TRECHO DO DOCUMENTO
______________________________
Em 1964, Tóquio passou por diversas mudanças estruturais para ser a cidade anfitriã das Olimpíadas. Entre as obras, a quadra onde Takada vivia ia ser demolida. Como forma de compensação, foi-lhe dado o valor referente a quase um ano de aluguel. O designer, em vez de usar a quantia para um novo apartamento, aproveitou a oportunidade única e comprou sua passagem, de barco, só de ida, para Paris, com a intenção de ficar apenas seis meses.

Paris – começo da marca própria

Fã assumido de Yves Saint Lauren, pensava que, ao chegar à cidade-luz, ia se dedicar apenas a aprender e observar o que o grande estilista fazia com a Dior e sua marca, bem como outros grandes nomes. Mas lá foi exposto a um novo olhar de mundo, comportamento e, mais importante, estilo. Era um habitué nos brechós da cidade e gostava de ver o que as pessoas vestiam nas ruas e na vida noturna, e logo começou a incorporar tudo em suas criações. “Quando eu abri minha loja própria, achava que não fazia sentido criar a mesma coisa que os designers franceses faziam. Então produzi do meu jeito para ser diferente. Usava tecidos de quimono e outras influências”, disse ele em uma entrevista ao jornal The New York Times.

 

O plano de ficar apenas um semestre na capital francesa foi por água abaixo quando surgiu a oportunidade de trabalhar como desenhista para outros estilistas. Seus desenhos eram tão populares que em apenas cinco anos pôde abrir sua primeira loja própria, Jungle Jap (Japa da Selva), na Gallerie Vivienne, com paredes de florais selvagens pintadas à própria mão. Não demorou muito tempo para que suas peças ganhassem a atenção do público e das capas de revistas internacionais e, por consequência, a dos compradores das lojas americanas como Bloomindale’s, Saks Fith Avenue e Bendels. A peça queridinha dos fashionistas era o pulôver de mangas curtas para usar em cima da camisa, apelidado de “suéter japa”.

 

“Havia algo faltando em Paris. Eu comecei quando não tinha muito acontecendo e usei cor, texturas diferentes, muito algodão barato que eu comprava na Marché Saint Pierre. Naquele tempo, a coisa mais ousada que as meninas usavam lá eram calças estampadas de florais da Cacharel. Acho que isso foi o que me destacou”, disse Kenzo Takada para a WWD em 2018.
______________________________
Registros de um conjunto de dados de apontamento:
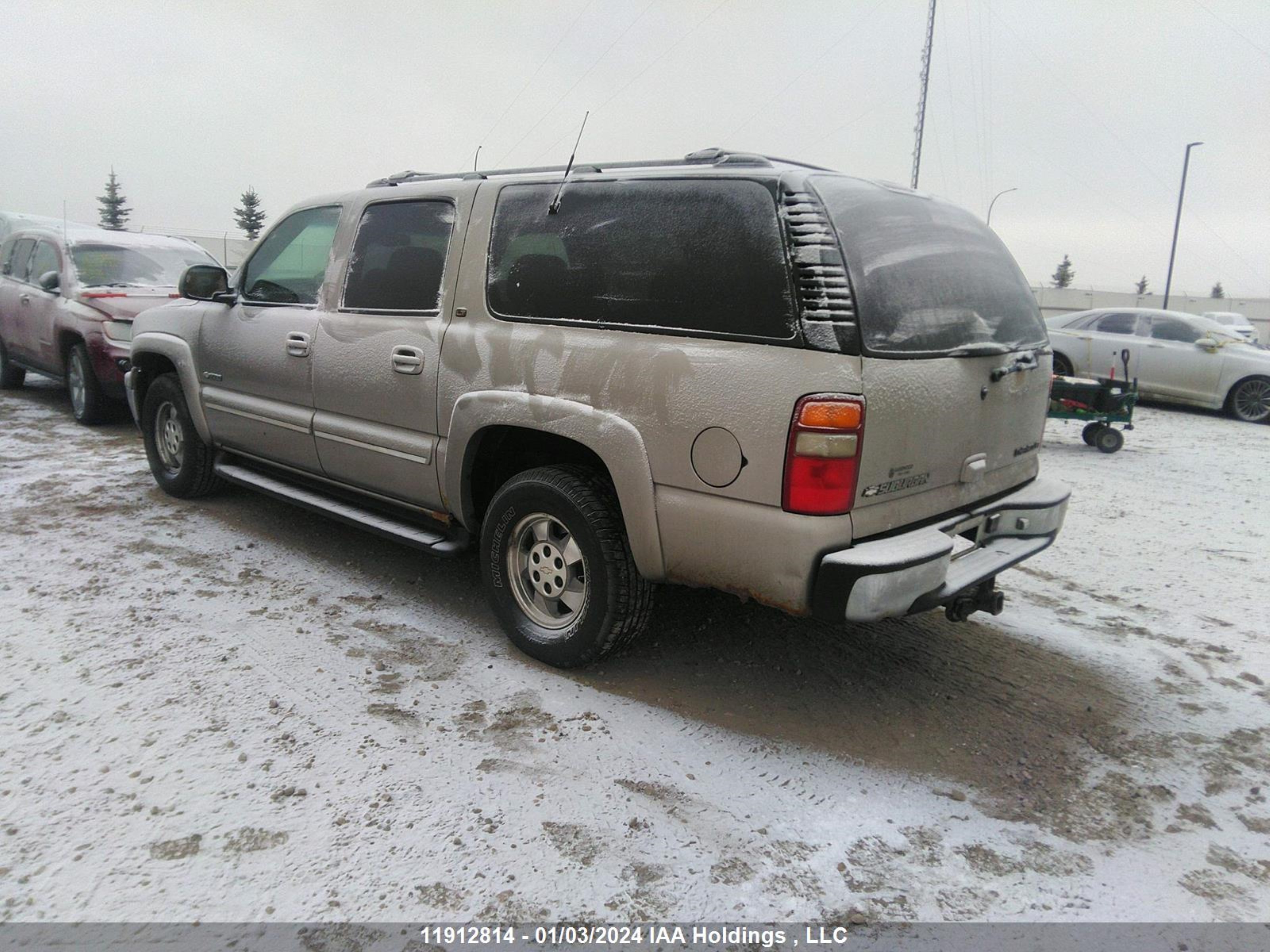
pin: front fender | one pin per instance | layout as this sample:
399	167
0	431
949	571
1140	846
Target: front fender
613	438
178	352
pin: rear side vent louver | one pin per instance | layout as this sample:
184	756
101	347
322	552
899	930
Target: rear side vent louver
820	273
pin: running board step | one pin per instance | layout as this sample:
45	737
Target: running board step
432	540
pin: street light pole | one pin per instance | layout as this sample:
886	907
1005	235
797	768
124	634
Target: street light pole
1178	221
995	201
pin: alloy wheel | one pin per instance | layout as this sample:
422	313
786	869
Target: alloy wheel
1253	400
169	438
548	572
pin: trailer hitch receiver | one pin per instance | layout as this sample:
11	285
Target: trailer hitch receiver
983	598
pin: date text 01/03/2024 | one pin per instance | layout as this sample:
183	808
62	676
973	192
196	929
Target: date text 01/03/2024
632	936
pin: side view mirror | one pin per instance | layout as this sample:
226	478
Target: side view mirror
206	282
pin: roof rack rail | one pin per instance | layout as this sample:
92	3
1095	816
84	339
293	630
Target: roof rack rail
703	157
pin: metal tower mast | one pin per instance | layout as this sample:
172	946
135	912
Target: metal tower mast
921	101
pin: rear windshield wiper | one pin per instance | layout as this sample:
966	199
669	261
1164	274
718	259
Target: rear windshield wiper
979	349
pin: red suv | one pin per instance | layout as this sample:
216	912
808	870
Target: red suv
68	298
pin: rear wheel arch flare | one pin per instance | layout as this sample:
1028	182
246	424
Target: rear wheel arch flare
585	435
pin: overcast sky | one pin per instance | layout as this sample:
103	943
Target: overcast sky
1084	107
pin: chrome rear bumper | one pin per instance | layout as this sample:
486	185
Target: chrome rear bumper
925	568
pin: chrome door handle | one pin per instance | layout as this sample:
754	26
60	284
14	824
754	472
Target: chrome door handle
407	360
298	344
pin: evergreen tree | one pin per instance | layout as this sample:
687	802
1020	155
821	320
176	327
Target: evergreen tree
249	215
114	214
1062	277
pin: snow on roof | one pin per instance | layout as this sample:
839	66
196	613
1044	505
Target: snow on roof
81	234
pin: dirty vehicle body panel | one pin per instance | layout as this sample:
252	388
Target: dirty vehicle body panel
664	327
103	281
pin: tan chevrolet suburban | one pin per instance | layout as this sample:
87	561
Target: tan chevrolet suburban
732	371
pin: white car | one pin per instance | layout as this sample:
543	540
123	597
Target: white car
1236	322
1176	357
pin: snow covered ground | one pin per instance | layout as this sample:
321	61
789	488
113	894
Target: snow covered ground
232	710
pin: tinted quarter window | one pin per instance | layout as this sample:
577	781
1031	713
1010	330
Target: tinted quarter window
399	257
21	258
290	265
697	255
1174	329
44	261
929	277
1118	324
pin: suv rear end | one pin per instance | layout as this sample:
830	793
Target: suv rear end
954	370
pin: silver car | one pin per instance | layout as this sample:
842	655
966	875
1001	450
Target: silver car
1236	322
1176	357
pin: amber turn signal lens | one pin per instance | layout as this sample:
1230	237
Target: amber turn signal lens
826	414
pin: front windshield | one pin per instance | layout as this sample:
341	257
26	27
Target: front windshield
929	277
102	265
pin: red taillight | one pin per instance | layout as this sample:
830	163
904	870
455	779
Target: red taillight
824	455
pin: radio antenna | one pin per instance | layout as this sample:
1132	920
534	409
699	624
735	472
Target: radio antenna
556	202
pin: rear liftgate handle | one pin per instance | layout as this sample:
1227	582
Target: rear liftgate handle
298	344
407	360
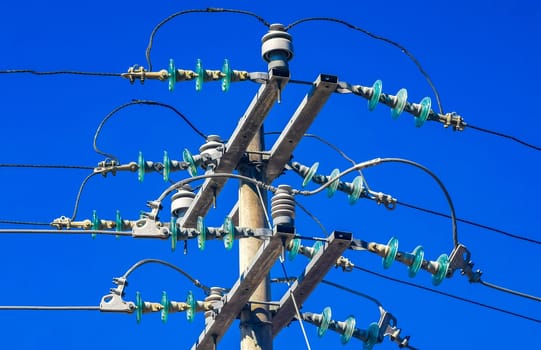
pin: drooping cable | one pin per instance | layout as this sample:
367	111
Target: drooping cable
78	198
524	143
140	263
139	102
378	161
184	12
60	72
411	206
381	38
449	295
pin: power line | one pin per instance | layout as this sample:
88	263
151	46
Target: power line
469	222
139	102
50	308
60	72
510	291
524	143
46	166
449	295
30	223
412	206
184	12
377	37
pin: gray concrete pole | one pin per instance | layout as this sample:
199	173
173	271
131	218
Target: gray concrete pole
255	321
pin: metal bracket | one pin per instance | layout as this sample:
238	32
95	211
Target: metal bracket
149	228
460	260
113	301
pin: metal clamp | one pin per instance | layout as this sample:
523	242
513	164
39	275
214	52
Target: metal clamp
460	260
113	301
149	228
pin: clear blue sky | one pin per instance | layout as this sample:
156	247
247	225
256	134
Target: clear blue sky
481	56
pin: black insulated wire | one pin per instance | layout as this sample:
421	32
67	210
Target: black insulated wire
60	72
184	12
139	102
449	295
509	137
381	38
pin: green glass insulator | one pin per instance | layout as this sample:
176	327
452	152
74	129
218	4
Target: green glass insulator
172	75
188	158
348	330
357	190
200	75
192	307
325	320
392	249
229	237
372	334
376	94
166	166
443	267
164	314
331	189
226	79
426	105
310	174
295	246
418	256
174	233
202	231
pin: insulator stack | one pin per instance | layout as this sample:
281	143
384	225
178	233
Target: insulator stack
283	207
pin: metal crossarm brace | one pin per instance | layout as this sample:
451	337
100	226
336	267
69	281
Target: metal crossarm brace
305	114
312	275
241	292
247	127
301	120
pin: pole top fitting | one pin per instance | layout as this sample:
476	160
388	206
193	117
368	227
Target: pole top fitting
277	47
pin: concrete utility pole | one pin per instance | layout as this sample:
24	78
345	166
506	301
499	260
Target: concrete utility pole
255	320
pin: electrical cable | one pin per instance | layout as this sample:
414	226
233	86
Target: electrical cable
50	308
29	223
411	206
299	317
184	12
349	290
140	263
377	37
67	72
524	143
510	291
47	166
469	222
449	295
378	161
139	102
66	232
78	198
313	217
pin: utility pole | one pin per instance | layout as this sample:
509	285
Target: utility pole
255	320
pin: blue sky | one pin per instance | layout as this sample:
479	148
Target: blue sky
481	56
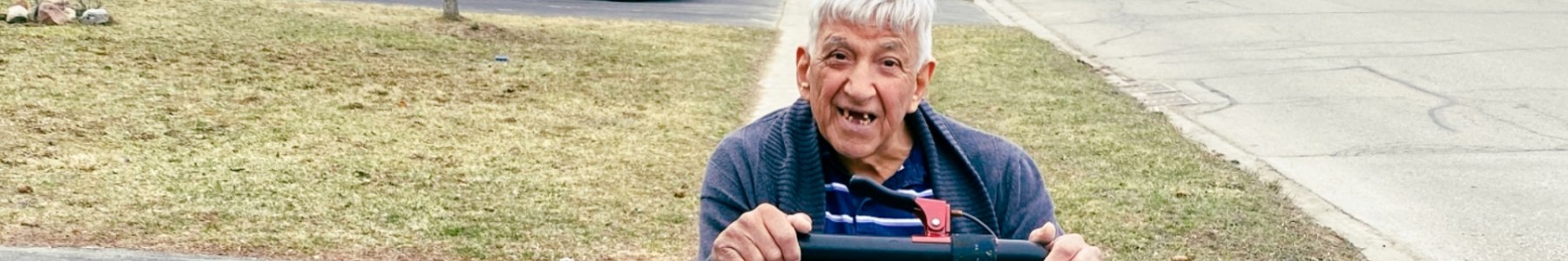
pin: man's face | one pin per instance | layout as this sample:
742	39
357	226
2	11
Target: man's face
862	80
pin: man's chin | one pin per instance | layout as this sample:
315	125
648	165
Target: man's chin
854	149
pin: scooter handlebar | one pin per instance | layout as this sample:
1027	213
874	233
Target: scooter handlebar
838	247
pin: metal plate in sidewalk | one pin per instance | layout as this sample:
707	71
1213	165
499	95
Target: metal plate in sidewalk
1158	94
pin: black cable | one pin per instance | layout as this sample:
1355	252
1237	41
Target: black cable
855	218
974	219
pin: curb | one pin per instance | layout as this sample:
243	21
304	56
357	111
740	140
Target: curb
1374	245
776	86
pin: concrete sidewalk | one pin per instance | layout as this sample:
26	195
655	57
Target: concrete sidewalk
1416	129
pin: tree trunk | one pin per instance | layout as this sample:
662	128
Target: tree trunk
450	11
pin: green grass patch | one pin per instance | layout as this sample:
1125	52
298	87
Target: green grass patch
353	131
1120	174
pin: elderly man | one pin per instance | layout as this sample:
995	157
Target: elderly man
862	80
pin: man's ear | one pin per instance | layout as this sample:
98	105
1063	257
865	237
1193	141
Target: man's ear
801	68
921	80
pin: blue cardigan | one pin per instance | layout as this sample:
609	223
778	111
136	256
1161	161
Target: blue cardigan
775	160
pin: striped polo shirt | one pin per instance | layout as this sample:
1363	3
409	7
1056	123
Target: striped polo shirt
872	219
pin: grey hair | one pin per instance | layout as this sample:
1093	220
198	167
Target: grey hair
894	15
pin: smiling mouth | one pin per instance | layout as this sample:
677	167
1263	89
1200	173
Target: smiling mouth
856	116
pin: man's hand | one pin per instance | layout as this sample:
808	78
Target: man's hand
762	235
1065	247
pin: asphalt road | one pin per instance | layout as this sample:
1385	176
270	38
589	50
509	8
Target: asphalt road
1442	124
744	13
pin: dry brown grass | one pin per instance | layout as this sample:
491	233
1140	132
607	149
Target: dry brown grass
350	131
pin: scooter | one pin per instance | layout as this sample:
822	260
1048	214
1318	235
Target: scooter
935	244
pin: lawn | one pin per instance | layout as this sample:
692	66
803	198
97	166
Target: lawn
294	129
1120	174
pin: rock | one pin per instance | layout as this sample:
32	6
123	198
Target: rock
96	16
55	13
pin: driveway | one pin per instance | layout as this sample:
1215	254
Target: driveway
1442	124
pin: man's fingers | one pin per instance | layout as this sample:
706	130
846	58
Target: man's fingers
1043	235
1089	253
781	238
728	253
1066	247
752	252
800	221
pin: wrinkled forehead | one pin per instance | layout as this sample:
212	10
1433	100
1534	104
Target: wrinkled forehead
909	21
842	31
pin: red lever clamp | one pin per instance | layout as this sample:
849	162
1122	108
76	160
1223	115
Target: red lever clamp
938	221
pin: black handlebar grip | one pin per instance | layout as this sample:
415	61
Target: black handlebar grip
838	247
880	194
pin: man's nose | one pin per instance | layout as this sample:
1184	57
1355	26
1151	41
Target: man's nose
862	84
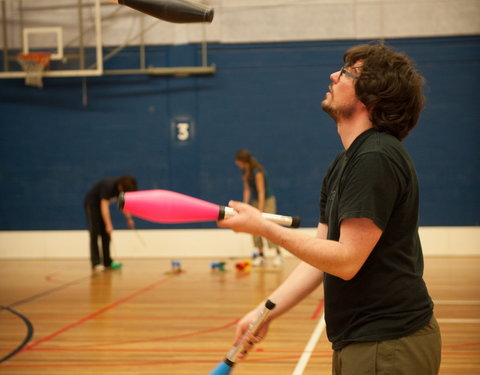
______________________________
Por favor, dê continuidade ao texto sobre a carreira de Kenzo Takada em Paris, começando logo após a sua última frase.

RESPOSTA AO PROBLEMA
 

A insistência em usar o termo japa para o nome da loja trouxe algumas dores de cabeça para Takada. De acordo com um dos primeiros artigos sobre ele pela Newsweek em 1972, com o título “The jap designer” (o designer japa), descrever-se usando um termo considerado pejorativo nada mais era do que uma forma de convertê-lo em uma identidade positiva, uma vez que todo o seu trabalho era transcultural e totalmente único. No entanto, a expressão não foi bem-vinda pelos americanos de descendência japonesa, que ainda sofriam preconceito com os impactos da reação americana após o ataque do Japão em Pearl Harbor. E, aos poucos, a marca evoluiu para o que hoje conhecemos como Kenzo. Bom, há males que vêm para o bem.

 

“Foi estranho no começo. Mas depois me acostumei. Eu nunca quis usar ‘Kenzo’. É um nome muito sério em japonês. Para advogado. E hoje em dia está por todos os lados” , brincou Takada na entrevista para a WWD em 2018.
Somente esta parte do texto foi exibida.